• _SET EXERCISE_:
Edit the entries from the beginning through the line containing "[201,91,390,149]", replacing "pebble beach" with "gravel beach" and leaving everything else unchanged. Give back only those lines.

━━━ TASK MATERIAL

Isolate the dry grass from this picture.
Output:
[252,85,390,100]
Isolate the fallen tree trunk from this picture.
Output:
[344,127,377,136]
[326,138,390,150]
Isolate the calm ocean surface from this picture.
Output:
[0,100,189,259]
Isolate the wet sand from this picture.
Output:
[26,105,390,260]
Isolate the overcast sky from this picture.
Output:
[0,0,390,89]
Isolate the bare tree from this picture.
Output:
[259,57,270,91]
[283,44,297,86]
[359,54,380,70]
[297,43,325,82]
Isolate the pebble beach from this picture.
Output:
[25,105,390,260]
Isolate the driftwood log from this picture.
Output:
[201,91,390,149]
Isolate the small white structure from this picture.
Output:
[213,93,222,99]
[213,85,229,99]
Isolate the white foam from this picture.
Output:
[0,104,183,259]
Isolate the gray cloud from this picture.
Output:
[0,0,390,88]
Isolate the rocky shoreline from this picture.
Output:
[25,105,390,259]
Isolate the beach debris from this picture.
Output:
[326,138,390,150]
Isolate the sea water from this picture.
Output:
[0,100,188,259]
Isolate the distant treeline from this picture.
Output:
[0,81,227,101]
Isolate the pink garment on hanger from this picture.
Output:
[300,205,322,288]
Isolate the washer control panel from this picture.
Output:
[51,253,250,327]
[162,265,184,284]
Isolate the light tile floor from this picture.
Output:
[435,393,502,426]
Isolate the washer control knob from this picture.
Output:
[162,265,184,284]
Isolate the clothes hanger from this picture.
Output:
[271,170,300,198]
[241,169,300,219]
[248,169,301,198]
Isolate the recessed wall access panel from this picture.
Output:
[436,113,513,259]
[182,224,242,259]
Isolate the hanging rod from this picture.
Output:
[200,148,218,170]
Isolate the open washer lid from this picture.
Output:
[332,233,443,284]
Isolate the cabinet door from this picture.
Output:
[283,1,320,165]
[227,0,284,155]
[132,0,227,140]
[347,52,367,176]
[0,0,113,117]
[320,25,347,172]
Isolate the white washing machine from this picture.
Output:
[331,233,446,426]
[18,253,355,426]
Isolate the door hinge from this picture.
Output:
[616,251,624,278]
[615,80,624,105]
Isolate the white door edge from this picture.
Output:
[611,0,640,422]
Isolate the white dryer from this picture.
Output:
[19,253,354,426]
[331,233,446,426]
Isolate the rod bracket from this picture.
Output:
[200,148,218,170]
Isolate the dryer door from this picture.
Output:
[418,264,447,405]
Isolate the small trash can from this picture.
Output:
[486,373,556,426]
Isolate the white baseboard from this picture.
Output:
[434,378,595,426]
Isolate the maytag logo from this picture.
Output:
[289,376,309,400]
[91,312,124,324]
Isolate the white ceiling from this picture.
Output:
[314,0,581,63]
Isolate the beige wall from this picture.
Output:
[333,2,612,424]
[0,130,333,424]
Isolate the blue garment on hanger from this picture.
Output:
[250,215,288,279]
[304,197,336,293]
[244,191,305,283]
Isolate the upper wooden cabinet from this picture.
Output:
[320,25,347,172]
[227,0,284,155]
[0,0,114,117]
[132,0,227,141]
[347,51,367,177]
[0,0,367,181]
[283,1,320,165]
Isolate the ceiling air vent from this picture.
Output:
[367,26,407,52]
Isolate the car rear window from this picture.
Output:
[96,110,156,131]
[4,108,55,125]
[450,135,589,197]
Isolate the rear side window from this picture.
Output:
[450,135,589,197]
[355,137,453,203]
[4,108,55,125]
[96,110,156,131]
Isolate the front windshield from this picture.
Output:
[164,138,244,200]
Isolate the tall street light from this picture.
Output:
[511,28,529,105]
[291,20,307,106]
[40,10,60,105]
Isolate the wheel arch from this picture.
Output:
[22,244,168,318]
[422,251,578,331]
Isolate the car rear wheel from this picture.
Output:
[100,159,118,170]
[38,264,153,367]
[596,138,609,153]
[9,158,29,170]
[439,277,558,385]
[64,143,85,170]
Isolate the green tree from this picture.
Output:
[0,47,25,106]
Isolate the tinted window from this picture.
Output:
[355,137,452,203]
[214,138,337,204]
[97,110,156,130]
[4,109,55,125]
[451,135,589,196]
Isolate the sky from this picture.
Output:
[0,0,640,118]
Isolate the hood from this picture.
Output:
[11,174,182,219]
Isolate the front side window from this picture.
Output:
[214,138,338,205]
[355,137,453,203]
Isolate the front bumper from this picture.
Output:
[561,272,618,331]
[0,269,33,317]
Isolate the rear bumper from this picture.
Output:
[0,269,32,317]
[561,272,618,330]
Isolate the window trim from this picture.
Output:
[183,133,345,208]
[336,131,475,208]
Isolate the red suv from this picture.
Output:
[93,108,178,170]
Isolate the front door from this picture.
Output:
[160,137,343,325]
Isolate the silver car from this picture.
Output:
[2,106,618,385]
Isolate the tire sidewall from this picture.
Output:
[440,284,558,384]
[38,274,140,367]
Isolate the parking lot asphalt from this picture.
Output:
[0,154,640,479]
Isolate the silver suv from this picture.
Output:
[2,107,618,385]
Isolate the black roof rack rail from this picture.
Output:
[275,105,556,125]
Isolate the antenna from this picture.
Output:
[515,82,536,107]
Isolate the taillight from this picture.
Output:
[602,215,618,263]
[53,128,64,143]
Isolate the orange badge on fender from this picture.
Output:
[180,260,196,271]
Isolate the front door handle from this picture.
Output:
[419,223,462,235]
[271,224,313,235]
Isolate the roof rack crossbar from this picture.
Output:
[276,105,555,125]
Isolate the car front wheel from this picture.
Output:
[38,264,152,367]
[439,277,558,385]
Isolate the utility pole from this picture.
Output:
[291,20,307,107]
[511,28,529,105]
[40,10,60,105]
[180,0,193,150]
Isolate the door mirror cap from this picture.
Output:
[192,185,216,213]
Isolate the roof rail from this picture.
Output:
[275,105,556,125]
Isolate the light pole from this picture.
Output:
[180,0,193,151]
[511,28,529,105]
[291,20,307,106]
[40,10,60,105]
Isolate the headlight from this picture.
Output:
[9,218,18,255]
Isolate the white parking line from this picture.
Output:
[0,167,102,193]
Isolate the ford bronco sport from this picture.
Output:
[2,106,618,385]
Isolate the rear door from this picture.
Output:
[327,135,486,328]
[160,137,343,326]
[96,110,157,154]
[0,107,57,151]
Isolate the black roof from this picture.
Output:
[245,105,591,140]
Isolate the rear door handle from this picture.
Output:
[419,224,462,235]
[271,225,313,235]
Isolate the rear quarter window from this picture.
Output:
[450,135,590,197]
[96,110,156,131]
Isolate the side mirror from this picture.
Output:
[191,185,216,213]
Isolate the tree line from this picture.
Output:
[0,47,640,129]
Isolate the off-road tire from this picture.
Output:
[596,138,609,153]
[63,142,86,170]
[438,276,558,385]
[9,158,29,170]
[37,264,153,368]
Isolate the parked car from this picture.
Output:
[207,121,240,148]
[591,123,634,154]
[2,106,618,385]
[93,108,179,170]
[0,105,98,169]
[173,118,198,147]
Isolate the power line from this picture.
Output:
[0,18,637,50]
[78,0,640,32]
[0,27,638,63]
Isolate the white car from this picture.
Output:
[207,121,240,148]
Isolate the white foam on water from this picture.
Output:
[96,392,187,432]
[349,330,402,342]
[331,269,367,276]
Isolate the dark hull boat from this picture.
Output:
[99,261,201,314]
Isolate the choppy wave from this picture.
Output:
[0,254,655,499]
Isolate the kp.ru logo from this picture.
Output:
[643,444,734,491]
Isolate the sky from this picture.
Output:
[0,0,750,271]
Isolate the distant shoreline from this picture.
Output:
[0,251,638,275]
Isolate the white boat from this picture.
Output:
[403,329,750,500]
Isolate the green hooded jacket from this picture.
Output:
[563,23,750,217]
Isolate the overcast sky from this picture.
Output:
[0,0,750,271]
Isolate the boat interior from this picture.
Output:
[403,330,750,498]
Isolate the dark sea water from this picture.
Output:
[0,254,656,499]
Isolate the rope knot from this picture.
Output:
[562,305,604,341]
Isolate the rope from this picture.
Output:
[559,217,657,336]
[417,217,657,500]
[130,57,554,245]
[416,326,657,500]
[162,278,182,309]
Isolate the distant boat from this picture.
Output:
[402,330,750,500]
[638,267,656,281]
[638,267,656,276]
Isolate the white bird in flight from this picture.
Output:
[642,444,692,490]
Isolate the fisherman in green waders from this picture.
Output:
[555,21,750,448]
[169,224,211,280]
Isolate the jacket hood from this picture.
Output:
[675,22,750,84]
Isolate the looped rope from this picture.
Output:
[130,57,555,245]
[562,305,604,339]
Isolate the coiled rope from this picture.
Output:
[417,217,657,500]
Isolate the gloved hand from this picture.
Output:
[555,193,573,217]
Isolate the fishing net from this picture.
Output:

━━━━━━

• _CORRECT OUTPUT_:
Isolate the dry grass from this picture.
Output:
[252,85,390,100]
Isolate the fallen tree trunk from this picture.
Output:
[344,127,377,136]
[326,138,390,150]
Isolate the calm ocean surface from this picture.
Output:
[0,100,189,259]
Isolate the wet sand from this picture.
Output:
[26,105,390,260]
Isolate the overcast sky from this picture.
Output:
[0,0,390,89]
Isolate the bare tree from this picture.
Output:
[259,57,270,91]
[283,44,297,86]
[359,54,380,70]
[297,43,325,82]
Isolate the gravel beach from this picture.
Output:
[25,105,390,260]
Isolate the driftwood log from this picture.
Output:
[201,91,390,149]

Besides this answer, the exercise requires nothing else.